**TASK OBJECTIVE**
Nothing in the entries should change; repeat them exactly.
★ ★ ★
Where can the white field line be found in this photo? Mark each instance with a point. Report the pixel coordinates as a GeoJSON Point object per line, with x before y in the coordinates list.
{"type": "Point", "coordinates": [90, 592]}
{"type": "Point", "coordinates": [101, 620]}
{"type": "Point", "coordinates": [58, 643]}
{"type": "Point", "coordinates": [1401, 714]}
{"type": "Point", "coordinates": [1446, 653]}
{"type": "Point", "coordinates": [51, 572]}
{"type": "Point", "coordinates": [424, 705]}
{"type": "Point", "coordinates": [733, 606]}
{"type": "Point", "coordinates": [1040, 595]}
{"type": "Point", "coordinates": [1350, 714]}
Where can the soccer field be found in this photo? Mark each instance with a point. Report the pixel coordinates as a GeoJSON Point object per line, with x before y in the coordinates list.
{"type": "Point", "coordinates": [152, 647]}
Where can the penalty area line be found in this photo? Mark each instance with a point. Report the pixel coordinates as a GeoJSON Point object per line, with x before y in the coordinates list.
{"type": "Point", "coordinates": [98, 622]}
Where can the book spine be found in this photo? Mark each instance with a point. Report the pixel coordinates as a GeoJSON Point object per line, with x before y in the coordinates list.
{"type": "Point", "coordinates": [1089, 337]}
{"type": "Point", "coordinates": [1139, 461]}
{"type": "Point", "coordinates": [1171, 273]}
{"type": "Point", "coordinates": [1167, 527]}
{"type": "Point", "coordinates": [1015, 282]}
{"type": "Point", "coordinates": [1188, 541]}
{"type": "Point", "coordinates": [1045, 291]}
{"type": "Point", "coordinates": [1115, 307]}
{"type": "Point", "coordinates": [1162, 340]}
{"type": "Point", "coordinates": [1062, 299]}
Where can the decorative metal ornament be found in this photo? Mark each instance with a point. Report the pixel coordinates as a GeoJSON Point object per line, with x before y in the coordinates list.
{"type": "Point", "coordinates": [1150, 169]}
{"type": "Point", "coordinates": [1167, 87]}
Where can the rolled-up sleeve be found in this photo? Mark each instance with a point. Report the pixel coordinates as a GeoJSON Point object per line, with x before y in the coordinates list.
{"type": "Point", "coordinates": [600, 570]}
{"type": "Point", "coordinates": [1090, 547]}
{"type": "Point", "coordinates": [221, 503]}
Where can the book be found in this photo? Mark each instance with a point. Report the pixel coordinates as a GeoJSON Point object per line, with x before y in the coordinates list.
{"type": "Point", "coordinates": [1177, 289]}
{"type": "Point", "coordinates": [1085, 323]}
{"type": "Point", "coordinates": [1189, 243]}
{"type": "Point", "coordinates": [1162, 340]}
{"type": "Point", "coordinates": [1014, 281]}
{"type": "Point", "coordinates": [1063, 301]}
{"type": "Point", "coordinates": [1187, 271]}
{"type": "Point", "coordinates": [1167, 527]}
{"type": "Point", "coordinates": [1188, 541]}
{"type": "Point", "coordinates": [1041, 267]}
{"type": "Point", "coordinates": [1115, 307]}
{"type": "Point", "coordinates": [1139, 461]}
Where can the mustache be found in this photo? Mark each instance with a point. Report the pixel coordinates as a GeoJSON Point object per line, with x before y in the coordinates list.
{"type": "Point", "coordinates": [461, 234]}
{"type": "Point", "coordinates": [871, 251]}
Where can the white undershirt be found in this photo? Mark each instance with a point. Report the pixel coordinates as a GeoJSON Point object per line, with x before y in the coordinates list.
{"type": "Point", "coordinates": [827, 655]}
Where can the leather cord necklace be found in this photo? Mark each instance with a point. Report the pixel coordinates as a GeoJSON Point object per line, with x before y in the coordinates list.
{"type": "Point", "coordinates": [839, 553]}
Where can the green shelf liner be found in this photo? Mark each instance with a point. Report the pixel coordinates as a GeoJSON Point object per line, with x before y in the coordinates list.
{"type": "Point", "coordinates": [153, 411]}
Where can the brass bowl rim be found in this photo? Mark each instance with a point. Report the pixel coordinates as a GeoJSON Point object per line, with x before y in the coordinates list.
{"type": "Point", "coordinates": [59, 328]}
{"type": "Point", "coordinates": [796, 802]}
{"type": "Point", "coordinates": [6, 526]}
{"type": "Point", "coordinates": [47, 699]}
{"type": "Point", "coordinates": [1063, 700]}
★ ★ ★
**REPLY**
Where can the white field line be found in this photo? Mark each instance with a point. Report the pixel coordinates as a GeoJSON Point object per line, with x before y in the coordinates list.
{"type": "Point", "coordinates": [90, 592]}
{"type": "Point", "coordinates": [101, 620]}
{"type": "Point", "coordinates": [58, 643]}
{"type": "Point", "coordinates": [1401, 714]}
{"type": "Point", "coordinates": [1446, 653]}
{"type": "Point", "coordinates": [51, 572]}
{"type": "Point", "coordinates": [424, 705]}
{"type": "Point", "coordinates": [733, 606]}
{"type": "Point", "coordinates": [1040, 595]}
{"type": "Point", "coordinates": [1350, 714]}
Where can the soccer field be found in this photo? Mark each instance with a point. Report the pixel coordinates as a GeoJSON Point object per line, with x before y in the coordinates list.
{"type": "Point", "coordinates": [152, 647]}
Where can the penalty area line be found in this photo? Mark each instance with a point. Report the pixel coordinates as a GeoJSON Point object per line, with x before y in the coordinates list.
{"type": "Point", "coordinates": [98, 622]}
Where can the book spine be found in this photo? Mark each instance with a point. Report the pixel coordinates as a GeoJSON Point object per line, with x before y in the coordinates list.
{"type": "Point", "coordinates": [1089, 337]}
{"type": "Point", "coordinates": [1139, 461]}
{"type": "Point", "coordinates": [1171, 273]}
{"type": "Point", "coordinates": [1167, 527]}
{"type": "Point", "coordinates": [1015, 282]}
{"type": "Point", "coordinates": [1188, 541]}
{"type": "Point", "coordinates": [1045, 291]}
{"type": "Point", "coordinates": [1115, 307]}
{"type": "Point", "coordinates": [1162, 340]}
{"type": "Point", "coordinates": [1062, 299]}
Where can the decorative metal ornament be found in this photo? Mark each instance with a point. Report the pixel coordinates as a GeoJSON Point object per line, with x before y in the coordinates list.
{"type": "Point", "coordinates": [1150, 169]}
{"type": "Point", "coordinates": [1167, 87]}
Where can the rolled-up sleeve be found in this photo? Mark each instance with a point. Report the pixel coordinates as a GeoJSON Point object per line, with x before y in the coordinates list.
{"type": "Point", "coordinates": [600, 570]}
{"type": "Point", "coordinates": [1090, 547]}
{"type": "Point", "coordinates": [221, 503]}
Where can the book be found in this photo? Mark each instance with a point. Report the pixel coordinates as a GeoJSON Point object per line, with x before y in the coordinates list.
{"type": "Point", "coordinates": [1177, 289]}
{"type": "Point", "coordinates": [1085, 323]}
{"type": "Point", "coordinates": [1189, 243]}
{"type": "Point", "coordinates": [1162, 340]}
{"type": "Point", "coordinates": [1014, 281]}
{"type": "Point", "coordinates": [1063, 301]}
{"type": "Point", "coordinates": [1187, 271]}
{"type": "Point", "coordinates": [1167, 527]}
{"type": "Point", "coordinates": [1188, 541]}
{"type": "Point", "coordinates": [1041, 267]}
{"type": "Point", "coordinates": [1115, 307]}
{"type": "Point", "coordinates": [1139, 461]}
Where can the mustache be found in this photo? Mark each instance with a point. Report the pixel coordinates as a GeoJSON Point object per line, with x before y in the coordinates list.
{"type": "Point", "coordinates": [461, 234]}
{"type": "Point", "coordinates": [871, 251]}
Where can the white undershirt be found in this photo? Mark each instance with a point. Report the pixel coordinates as a GeoJSON Point object per line, with x before y in the coordinates list.
{"type": "Point", "coordinates": [827, 655]}
Where can the leather cord necklace be found in this photo? Mark each instance with a point. Report the pixel coordinates as a GeoJSON Point object per line, with x before y in the coordinates list.
{"type": "Point", "coordinates": [839, 553]}
Where can the green shelf liner be found in this photo? Mark each instance with a point. Report the pixel coordinates as a GeoJSON Point object per line, with x before y in the coordinates list.
{"type": "Point", "coordinates": [153, 411]}
Where can the brass bowl rim be found in this photo? Mark each instance with a point. Report the pixel coordinates as a GeoJSON Point object per line, with x before y in the coordinates list.
{"type": "Point", "coordinates": [59, 328]}
{"type": "Point", "coordinates": [796, 802]}
{"type": "Point", "coordinates": [6, 526]}
{"type": "Point", "coordinates": [47, 699]}
{"type": "Point", "coordinates": [1063, 700]}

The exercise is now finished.